### Problem to solve
Among the records below, which lines contain the string "fence"? Report them.

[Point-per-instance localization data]
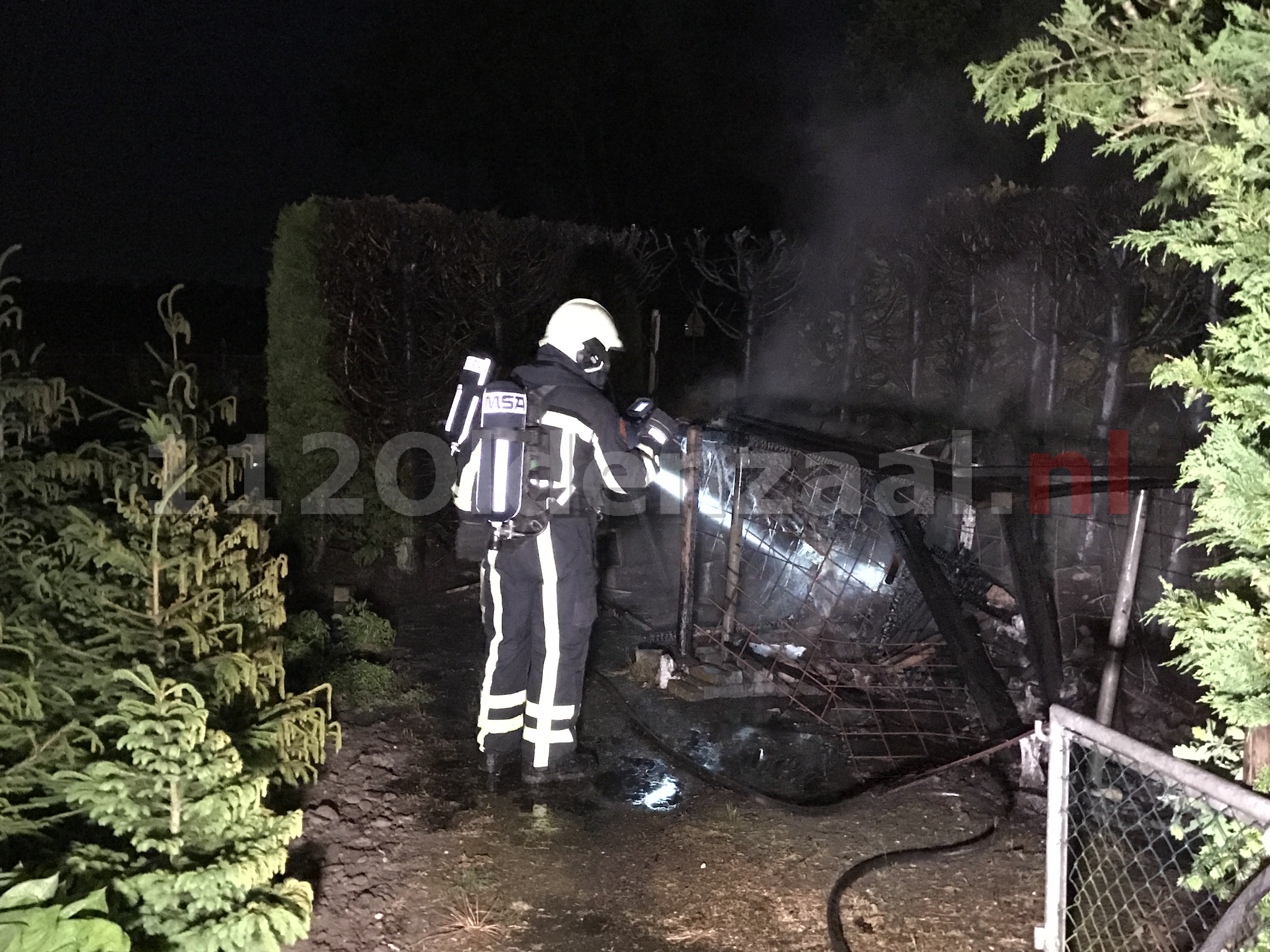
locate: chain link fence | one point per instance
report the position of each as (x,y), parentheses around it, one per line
(809,594)
(806,593)
(1130,860)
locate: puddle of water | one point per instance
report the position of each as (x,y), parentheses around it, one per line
(641,782)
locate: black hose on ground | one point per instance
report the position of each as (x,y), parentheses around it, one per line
(834,912)
(854,873)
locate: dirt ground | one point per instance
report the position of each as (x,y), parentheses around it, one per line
(407,850)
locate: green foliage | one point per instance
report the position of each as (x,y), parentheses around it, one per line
(301,397)
(304,400)
(365,630)
(1217,747)
(196,852)
(31,922)
(1184,88)
(126,554)
(360,685)
(304,637)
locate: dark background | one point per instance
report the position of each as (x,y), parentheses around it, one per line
(146,143)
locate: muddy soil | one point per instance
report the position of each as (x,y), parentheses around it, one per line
(408,850)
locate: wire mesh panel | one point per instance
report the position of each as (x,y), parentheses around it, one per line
(1132,862)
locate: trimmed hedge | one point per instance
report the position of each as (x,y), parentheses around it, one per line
(373,306)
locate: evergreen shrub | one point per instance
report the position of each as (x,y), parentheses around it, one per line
(373,306)
(126,568)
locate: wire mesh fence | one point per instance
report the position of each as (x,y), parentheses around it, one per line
(808,593)
(1131,864)
(802,584)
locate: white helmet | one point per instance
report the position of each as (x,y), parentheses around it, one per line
(575,326)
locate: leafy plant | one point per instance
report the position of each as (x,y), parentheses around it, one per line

### Answer to the exercise
locate: chain link fence | one point per instance
locate: wire mesh fence | one point per instance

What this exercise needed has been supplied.